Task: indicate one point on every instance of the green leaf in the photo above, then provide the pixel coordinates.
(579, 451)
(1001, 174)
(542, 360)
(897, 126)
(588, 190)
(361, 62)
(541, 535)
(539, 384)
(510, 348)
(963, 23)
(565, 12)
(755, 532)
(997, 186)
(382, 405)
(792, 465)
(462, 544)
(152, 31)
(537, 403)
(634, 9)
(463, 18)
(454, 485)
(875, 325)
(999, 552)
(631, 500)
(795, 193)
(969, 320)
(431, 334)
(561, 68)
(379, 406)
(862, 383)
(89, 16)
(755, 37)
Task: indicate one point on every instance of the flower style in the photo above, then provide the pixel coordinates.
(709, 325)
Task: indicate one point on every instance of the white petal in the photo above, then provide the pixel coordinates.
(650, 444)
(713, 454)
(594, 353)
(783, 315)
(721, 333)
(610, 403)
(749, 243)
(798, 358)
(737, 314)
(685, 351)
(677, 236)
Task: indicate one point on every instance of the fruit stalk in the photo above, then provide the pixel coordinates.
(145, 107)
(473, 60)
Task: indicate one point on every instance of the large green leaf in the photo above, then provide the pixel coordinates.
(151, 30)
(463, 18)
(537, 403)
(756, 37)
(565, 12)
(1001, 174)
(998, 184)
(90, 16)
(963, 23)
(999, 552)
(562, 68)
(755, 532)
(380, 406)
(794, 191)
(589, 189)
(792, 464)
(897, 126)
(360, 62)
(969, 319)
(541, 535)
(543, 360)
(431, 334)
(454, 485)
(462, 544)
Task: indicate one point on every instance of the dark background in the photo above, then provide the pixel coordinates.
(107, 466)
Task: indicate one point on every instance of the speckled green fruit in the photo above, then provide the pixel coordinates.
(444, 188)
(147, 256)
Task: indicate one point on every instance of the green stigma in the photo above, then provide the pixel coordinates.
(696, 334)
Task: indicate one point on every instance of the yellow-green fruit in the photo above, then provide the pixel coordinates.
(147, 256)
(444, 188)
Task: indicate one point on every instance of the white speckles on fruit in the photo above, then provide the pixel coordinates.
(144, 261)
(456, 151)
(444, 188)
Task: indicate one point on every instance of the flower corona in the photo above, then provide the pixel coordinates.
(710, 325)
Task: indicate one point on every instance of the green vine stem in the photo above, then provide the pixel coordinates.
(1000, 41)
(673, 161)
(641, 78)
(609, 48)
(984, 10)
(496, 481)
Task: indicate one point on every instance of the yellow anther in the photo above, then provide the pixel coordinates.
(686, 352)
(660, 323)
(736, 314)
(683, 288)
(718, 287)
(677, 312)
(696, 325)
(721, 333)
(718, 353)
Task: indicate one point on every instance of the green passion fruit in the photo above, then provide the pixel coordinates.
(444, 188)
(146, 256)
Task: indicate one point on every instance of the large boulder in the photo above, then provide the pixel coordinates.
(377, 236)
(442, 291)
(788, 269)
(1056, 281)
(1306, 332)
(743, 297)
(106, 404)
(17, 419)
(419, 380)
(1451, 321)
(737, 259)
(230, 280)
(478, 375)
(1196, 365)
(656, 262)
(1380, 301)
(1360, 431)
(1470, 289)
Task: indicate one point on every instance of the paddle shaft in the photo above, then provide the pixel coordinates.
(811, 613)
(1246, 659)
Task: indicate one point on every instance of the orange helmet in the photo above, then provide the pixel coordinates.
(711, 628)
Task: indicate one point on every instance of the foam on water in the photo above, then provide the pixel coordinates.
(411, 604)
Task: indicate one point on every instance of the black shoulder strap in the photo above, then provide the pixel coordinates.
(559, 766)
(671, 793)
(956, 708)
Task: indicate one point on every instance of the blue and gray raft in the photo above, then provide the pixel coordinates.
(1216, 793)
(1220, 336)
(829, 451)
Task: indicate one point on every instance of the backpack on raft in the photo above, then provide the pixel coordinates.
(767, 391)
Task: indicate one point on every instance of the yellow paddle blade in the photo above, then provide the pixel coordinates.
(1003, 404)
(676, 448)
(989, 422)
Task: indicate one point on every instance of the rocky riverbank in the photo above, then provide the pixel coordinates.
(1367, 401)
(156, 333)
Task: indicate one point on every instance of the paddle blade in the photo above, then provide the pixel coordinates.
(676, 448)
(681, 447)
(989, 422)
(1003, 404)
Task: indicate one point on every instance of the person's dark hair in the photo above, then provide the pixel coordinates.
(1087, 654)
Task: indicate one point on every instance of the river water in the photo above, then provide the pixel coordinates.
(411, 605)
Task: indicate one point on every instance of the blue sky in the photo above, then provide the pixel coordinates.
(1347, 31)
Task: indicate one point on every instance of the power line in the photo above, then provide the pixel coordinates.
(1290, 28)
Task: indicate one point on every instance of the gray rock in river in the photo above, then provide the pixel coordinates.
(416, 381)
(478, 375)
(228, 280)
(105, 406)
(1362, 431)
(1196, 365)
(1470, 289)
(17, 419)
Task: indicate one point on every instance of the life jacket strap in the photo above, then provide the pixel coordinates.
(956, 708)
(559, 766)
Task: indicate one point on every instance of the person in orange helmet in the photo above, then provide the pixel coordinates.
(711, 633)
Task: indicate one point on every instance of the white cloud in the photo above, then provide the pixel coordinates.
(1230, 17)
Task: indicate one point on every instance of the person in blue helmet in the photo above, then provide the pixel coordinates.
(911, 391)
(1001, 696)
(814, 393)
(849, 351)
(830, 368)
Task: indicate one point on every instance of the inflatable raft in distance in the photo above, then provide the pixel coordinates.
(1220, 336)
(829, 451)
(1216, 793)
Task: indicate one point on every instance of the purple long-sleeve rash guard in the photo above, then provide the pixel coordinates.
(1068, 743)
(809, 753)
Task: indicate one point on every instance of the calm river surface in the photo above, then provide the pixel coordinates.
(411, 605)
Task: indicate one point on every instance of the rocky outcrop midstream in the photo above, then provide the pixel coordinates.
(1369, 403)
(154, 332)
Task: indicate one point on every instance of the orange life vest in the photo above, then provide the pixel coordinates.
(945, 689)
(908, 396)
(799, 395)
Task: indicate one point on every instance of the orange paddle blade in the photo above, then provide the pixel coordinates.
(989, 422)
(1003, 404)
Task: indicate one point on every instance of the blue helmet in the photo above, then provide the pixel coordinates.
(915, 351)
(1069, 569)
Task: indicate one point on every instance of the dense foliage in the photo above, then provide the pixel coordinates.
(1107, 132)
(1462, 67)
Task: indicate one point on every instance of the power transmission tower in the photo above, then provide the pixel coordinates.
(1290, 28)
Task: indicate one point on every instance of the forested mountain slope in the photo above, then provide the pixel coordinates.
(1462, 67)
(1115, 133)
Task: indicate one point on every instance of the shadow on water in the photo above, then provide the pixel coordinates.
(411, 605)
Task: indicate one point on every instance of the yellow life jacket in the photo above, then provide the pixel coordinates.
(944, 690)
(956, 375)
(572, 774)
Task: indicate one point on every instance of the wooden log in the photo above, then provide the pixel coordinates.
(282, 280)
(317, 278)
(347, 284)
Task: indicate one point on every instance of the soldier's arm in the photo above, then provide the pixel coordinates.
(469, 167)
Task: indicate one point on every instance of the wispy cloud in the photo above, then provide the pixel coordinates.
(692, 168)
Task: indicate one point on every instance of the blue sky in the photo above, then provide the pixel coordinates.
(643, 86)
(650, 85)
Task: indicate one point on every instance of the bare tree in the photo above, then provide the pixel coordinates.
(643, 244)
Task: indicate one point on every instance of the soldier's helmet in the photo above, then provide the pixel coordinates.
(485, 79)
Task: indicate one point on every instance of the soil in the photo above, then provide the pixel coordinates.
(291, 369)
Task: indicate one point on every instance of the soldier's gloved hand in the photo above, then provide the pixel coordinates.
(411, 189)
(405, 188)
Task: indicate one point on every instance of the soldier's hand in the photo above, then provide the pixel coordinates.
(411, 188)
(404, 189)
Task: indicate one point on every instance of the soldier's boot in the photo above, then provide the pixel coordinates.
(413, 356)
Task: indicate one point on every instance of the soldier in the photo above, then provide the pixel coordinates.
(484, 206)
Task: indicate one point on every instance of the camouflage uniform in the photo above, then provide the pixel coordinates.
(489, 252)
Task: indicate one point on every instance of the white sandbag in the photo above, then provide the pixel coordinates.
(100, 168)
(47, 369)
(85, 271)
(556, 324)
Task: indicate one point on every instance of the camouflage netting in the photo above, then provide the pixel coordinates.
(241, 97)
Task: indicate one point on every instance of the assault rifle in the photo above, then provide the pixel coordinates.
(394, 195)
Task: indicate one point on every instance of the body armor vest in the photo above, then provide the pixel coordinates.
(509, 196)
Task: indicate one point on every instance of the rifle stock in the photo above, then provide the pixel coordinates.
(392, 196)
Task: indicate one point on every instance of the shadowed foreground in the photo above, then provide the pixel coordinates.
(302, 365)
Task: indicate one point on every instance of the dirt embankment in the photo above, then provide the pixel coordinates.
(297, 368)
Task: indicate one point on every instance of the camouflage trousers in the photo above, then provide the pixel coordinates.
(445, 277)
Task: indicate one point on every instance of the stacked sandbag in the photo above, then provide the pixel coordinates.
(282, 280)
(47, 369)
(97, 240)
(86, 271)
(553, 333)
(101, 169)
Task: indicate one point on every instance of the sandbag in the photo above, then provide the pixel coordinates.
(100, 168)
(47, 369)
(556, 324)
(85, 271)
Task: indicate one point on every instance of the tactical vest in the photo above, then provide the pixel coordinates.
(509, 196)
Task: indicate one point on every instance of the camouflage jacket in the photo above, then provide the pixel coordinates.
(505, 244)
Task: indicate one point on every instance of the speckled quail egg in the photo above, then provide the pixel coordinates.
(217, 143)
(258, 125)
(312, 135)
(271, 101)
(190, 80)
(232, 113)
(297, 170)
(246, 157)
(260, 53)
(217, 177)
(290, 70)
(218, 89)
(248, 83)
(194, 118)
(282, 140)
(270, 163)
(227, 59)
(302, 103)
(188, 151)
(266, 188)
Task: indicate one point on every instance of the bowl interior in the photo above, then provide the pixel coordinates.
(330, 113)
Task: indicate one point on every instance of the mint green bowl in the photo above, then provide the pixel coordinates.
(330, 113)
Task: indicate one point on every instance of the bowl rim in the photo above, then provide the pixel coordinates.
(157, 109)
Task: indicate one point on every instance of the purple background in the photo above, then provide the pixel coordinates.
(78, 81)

■ ■ ■ ■

Task instructions >> Reproduce the rows above word for word, starting with the line that contains "Task: indicate one point on every instance of the yellow anther" and going on through the line that contains "(1087, 654)".

Correct response >>
Task: indicate one point on every instance of the yellow anther in the photo above, then provide the pixel coordinates.
(686, 352)
(660, 323)
(736, 314)
(683, 288)
(718, 287)
(677, 312)
(696, 325)
(721, 333)
(718, 353)
Task: indicate one point on every instance of the green passion fruit in the photo above, then provide the pixel coordinates.
(444, 188)
(146, 256)
Task: indicate one point on every instance of the large boulder in the photo above, then provide the pixel coordinates.
(377, 236)
(442, 291)
(788, 269)
(1056, 281)
(1306, 332)
(743, 297)
(106, 404)
(17, 419)
(419, 380)
(1451, 321)
(737, 259)
(230, 280)
(478, 375)
(1196, 365)
(656, 262)
(1380, 301)
(1360, 431)
(1470, 289)
Task: indicate one point on every instance of the paddle shaft in the photo above, then provide the pixel coordinates.
(811, 613)
(1246, 659)
Task: indicate one point on every instance of the orange helmet in the photo above, then provide the pixel coordinates.
(711, 628)
Task: indicate one point on every instance of the foam on water in the photo above, then provide the pixel coordinates.
(411, 604)
Task: indicate one point on every instance of the black shoulder strap in the photo above, then provide the pixel coordinates.
(559, 766)
(671, 793)
(956, 708)
Task: indicate one point on every instance of the blue and gray raft in the photo above, then provide the pixel coordinates.
(1216, 793)
(1220, 336)
(829, 451)
Task: indicate one point on every instance of the backpack on raft in the photo above, then provide the pixel coordinates.
(767, 391)
Task: indicate one point on every instance of the yellow paddle blade in the photo above, then provide the pixel coordinates.
(1003, 404)
(676, 448)
(989, 422)
Task: indicate one point on every instance of the rocky riverbank in the photo above, then provide the pixel coordinates.
(1367, 401)
(156, 333)
Task: indicate one point on every instance of the paddle blade in the photo above, then provide the pixel coordinates.
(676, 448)
(681, 447)
(989, 422)
(1003, 404)
Task: indicate one point on every instance of the person's dark hair in the photo above, then provide the pixel coordinates.
(1087, 654)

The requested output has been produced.